- **Required action 1**:
In the commentary on the State of the Union energy proposals, why was Senator Webb's remark about the number of times the President had mentioned energy significant? Answer in one to three sentences.
- **Required action 2**:
Write out the passage of the energy commentary word for word, starting with "More important, perhaps, was" and going on through "legislation with teeth.".
- **Required action 3**:
Extend the commentary on the State of the Union energy proposals, picking up after its final sentence.

(Document text begins)

By now it comes as little surprise to most observers that with the exception of cutting taxes and waging war, the current administration is far more committed to symbolic gestures than to serious or even achievable policies.
Nonetheless, tonight’s proposal to cut American gasoline usage by 20 percent in the next 10 years is indeed bold, especially from an administration so thoroughly wedded to the oil industry. It remains to be seen how the President plans to fund this proposal, even as he expands the war in Iraq, attempts to balance the budget and pledges to save Social Security and Medicare.
More important, perhaps, was the Democratic response. At the opening of what was one of the strongest rebuttals in recent memory, freshman Senator Jim Webb from Virginia pointed out that this was the seventh time this president has mentioned energy in a State of the Union Address—but the first time he’ll be working with a Democratic House and Senate. The implication was that if the President is serious, Congress may actually pass some alternative energy legislation with teeth.
Unfortunately, Democrats are almost as misguided as Republicans in terms of energy, from NIMBY opposition to wind power in California and the Northeast (and to nuclear everywhere), to knee-jerk support for any proposal that subsidizes biofuels in the heartland—an approach that will at best be a marginal solution and at worst an environmental and social-justice catastrophe. It is interesting to note that the President referred to reducing gasoline consumption rather than oil in general. Creating biofuel from corn, at least, requires huge amounts of natural gas and diesel (for tractors) but, presumably, little gasoline.
The President did, at least, mention the most obvious sensible proposals: expansion of wind and solar, hybrid battery technology, and diesel cars. Notably (and thankfully) he did not mention hydrogen again.
We are far, however, from any response remotely commensurate to the depletion threat we face—responses which would include the dramatic energy conservation, rapid expansion of light-rail nationwide, the rebuilding of interstate passenger train service, a program to switch from long-distance truck shipping to rail freight, steps to re-localize and de-industrialize agriculture etc.

(Document text ends)
(Dataset content begins)

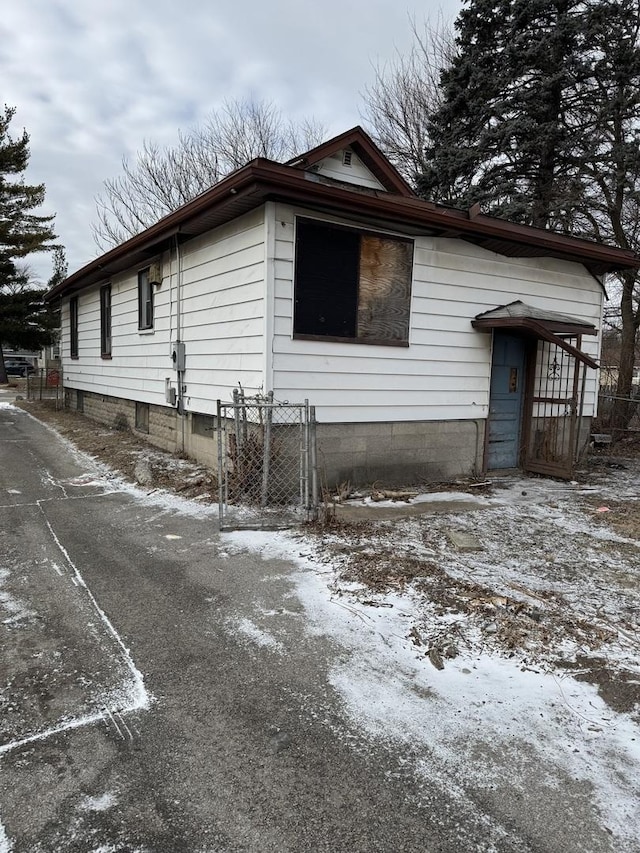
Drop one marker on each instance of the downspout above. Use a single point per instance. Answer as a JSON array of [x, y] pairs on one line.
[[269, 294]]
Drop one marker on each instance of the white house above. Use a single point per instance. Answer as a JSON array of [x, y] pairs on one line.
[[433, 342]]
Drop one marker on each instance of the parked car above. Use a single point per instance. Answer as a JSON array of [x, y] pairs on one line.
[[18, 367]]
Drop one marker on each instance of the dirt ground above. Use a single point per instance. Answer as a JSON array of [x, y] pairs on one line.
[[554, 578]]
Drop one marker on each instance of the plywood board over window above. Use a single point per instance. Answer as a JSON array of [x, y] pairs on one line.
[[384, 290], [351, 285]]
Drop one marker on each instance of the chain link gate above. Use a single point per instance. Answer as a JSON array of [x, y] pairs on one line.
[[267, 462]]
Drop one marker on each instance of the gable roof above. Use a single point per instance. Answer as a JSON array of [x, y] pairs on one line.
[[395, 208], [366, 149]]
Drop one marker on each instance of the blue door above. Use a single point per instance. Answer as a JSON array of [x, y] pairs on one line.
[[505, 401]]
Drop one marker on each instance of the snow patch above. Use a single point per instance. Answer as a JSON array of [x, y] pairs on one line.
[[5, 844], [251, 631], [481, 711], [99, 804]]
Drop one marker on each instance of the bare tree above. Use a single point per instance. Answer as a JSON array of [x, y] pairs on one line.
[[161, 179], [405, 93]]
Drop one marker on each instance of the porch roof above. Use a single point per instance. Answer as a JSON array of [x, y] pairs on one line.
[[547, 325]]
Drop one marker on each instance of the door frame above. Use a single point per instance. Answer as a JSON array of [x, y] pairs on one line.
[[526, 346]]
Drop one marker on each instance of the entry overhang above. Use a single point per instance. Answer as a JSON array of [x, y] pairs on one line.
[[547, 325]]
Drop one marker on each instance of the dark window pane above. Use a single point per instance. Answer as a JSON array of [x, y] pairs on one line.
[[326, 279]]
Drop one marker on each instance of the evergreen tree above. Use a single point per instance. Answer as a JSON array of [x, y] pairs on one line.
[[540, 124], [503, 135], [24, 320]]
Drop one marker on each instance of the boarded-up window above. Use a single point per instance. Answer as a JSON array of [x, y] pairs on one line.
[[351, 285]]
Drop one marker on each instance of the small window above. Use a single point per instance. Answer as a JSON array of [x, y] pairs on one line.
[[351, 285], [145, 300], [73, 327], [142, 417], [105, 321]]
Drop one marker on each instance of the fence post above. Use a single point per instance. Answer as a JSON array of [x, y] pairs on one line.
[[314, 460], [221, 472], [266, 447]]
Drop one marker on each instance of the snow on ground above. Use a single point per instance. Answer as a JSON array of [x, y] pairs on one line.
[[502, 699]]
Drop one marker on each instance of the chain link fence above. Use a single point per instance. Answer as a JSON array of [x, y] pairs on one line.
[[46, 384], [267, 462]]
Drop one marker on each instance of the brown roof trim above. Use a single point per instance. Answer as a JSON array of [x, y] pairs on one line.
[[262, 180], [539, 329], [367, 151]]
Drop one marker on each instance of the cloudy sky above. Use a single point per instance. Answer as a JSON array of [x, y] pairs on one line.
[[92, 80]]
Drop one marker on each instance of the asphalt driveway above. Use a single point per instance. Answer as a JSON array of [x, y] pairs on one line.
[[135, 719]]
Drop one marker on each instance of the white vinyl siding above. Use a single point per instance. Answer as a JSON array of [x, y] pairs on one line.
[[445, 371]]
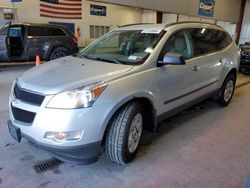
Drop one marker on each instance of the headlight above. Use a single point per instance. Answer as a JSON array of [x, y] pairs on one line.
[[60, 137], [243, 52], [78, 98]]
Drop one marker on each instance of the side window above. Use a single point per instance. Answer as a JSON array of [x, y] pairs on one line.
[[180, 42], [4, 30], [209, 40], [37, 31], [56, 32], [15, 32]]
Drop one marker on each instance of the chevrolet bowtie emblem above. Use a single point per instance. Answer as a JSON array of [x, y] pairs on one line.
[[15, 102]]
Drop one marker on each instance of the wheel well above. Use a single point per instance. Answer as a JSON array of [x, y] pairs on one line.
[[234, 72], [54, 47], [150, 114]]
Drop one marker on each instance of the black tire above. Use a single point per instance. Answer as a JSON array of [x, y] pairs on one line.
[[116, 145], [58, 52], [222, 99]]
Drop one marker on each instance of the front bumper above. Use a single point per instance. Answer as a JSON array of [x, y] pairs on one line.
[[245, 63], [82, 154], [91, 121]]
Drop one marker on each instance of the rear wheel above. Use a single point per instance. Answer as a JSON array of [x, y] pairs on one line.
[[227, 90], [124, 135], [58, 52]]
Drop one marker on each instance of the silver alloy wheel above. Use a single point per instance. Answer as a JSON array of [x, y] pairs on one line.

(Dataset content ends)
(Dataset content begins)

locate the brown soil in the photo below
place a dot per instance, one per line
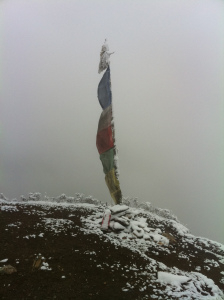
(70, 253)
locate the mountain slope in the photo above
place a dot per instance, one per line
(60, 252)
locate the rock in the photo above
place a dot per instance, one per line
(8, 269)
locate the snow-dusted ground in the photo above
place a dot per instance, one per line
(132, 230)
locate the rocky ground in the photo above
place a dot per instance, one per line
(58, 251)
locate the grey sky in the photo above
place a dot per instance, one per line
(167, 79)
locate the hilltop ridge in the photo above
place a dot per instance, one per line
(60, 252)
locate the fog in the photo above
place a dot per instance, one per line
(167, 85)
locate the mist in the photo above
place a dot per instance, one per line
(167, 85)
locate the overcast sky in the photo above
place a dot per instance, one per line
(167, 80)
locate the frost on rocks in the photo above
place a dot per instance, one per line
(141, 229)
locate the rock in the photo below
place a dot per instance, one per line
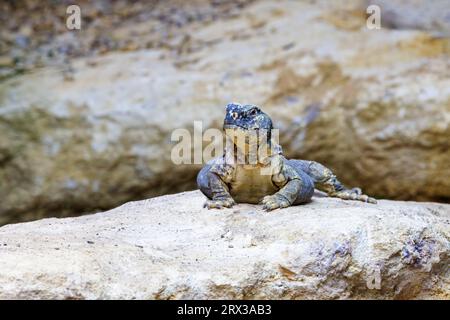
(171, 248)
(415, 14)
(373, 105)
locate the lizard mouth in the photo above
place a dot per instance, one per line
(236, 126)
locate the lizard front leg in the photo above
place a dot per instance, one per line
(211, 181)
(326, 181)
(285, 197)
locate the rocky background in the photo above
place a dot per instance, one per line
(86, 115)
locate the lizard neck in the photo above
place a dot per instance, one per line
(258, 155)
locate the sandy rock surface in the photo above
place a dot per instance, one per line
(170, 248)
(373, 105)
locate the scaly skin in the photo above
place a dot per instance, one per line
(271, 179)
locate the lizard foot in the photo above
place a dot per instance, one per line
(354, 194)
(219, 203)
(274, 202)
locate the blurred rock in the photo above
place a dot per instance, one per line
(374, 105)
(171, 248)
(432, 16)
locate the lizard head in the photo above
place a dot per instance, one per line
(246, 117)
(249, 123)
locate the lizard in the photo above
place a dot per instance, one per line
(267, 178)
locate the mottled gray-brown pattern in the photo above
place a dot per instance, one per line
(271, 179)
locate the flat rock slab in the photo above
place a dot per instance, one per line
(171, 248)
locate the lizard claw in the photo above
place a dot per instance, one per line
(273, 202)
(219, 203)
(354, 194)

(Dataset content ends)
(Dataset content begins)

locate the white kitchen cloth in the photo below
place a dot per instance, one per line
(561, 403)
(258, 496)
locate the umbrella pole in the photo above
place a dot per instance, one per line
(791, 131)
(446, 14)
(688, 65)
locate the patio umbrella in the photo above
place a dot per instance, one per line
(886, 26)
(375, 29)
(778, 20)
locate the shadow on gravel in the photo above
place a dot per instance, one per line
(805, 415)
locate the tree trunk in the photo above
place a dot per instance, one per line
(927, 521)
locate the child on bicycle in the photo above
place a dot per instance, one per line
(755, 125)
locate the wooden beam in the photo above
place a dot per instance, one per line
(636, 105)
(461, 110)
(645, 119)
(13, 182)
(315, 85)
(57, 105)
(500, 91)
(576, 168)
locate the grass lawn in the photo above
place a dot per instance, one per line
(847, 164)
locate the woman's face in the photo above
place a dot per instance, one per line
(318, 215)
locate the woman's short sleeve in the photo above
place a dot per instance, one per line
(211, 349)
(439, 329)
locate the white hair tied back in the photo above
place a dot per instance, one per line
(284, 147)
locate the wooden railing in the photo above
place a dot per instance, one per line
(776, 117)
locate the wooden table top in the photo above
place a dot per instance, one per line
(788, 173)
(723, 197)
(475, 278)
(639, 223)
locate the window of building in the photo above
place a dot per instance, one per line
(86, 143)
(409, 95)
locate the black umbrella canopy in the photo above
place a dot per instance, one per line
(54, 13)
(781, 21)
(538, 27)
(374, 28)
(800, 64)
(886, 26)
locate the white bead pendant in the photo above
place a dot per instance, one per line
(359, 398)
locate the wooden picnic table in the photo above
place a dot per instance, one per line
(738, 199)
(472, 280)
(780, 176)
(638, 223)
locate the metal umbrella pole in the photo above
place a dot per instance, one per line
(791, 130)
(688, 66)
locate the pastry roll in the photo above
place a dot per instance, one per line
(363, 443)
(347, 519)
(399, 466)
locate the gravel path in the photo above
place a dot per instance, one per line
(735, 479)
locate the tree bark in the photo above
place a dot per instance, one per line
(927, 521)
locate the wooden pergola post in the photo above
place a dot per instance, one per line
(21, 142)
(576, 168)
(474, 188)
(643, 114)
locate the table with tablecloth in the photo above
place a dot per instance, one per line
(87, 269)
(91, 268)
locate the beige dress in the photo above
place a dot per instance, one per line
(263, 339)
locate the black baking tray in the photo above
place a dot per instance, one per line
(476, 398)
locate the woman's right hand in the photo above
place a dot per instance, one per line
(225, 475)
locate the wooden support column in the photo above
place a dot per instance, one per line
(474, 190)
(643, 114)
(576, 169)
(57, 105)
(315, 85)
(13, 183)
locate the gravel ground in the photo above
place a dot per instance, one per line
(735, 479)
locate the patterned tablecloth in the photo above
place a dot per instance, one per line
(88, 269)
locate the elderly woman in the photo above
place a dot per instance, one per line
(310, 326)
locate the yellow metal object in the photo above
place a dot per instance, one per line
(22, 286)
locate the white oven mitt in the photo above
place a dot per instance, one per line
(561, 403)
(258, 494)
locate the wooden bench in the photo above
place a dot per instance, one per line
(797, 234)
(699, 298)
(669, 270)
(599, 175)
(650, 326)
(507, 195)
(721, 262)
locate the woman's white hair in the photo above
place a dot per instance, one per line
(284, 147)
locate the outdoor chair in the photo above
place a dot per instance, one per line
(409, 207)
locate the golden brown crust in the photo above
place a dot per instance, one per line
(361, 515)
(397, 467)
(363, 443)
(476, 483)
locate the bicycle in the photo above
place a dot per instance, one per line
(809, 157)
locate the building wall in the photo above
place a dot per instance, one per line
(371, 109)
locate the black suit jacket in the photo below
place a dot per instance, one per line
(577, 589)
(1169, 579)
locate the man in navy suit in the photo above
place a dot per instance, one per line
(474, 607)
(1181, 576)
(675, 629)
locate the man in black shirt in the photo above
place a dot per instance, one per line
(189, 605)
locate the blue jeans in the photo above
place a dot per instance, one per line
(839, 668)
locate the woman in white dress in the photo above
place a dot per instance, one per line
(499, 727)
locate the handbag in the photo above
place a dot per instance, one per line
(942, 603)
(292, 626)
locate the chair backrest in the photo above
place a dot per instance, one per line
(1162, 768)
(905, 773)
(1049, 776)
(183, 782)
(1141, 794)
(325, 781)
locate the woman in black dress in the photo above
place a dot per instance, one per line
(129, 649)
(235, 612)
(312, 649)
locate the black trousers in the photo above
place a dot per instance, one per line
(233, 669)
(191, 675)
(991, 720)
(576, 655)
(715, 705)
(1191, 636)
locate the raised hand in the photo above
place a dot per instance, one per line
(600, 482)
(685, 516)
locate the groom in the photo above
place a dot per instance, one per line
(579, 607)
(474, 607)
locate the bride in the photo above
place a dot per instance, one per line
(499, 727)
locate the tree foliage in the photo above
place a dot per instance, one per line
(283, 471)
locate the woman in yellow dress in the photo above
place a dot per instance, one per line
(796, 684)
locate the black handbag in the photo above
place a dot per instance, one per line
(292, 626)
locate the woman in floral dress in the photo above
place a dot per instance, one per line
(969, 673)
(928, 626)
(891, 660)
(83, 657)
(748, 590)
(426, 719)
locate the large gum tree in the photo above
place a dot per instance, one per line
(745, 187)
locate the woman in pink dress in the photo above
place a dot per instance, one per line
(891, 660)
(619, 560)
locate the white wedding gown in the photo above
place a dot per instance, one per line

(Dataset content ends)

- **Written response 1**:
Webb noted that this was the seventh time the President had raised energy in a State of the Union Address but the first time he would be working with a Democratic House and Senate. The implication was that if the President is serious, Congress may actually pass alternative energy legislation with teeth.

- **Written response 2**:
More important, perhaps, was the Democratic response. At the opening of what was one of the strongest rebuttals in recent memory, freshman Senator Jim Webb from Virginia pointed out that this was the seventh time this president has mentioned energy in a State of the Union Address—but the first time he’ll be working with a Democratic House and Senate. The implication was that if the President is serious, Congress may actually pass some alternative energy legislation with teeth.

- **Written response 3**:
In the meantime, the U.S. government as a whole is now in the strange process of telling itself just how dire our energy predicament is. Two years ago, the Department of Energy commissioned a report which concluded that mitigation of oil depletion would need to begin 20 years before peak in order to avoid a decades-long fuel shortage. Given that several experts believe we have already peak, to say that time is short is an understatement.
Last week, the Senate held hearings on “The Geopolitics of Oil,” listening to testimony that was, according to Republican Senator Domenici of New Mexico “absolutely startling with reference to the future.” Included in the panel was Linda Stuntz, a co-author of last fall’s extremely gloomy Council on Foreign Relations paper called “National Security Consequences of U.S. Oil Dependency,” which argued that
“During this next twenty years (and quite probably beyond), it is infeasible to eliminate the nation’s dependence on foreign energy sources. The voices that espouse ‘‘energy independence’’ are doing the nation a disservice by focusing on a goal that is unachievable over the foreseeable future and that encourages the adoption of inefficient and counterproductive policies. Indeed, during the next two decades, it is unlikely that the United States will be able to make a sharp reduction in its dependence on imports, which currently stand at 60 percent of consumption. The central task for the next two decades must be to manage the consequences of dependence on oil, not to pretend the United States can eliminate it.”
Given this backdrop, it is perhaps not surprising that a great deal more of the President’s speech was focused on the middle-east than on energy policy, and that the word “Iran” was mentioned more than a few times. Anyone who thinks that we can achieve a painless shift to an alternative-energy future is kidding himself. The elites, anyway, seem to be preparing for a “last man standing” approach.